Written exercise | Which lines in the records below contain the string "JSON"? Copy out each of those lines.

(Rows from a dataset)
╭──
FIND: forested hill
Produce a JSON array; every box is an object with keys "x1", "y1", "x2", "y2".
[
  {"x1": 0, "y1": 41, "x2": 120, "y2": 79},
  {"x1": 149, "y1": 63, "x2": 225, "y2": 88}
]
╰──
Result of the exercise |
Produce a JSON array; every box is an object with keys "x1", "y1", "x2", "y2".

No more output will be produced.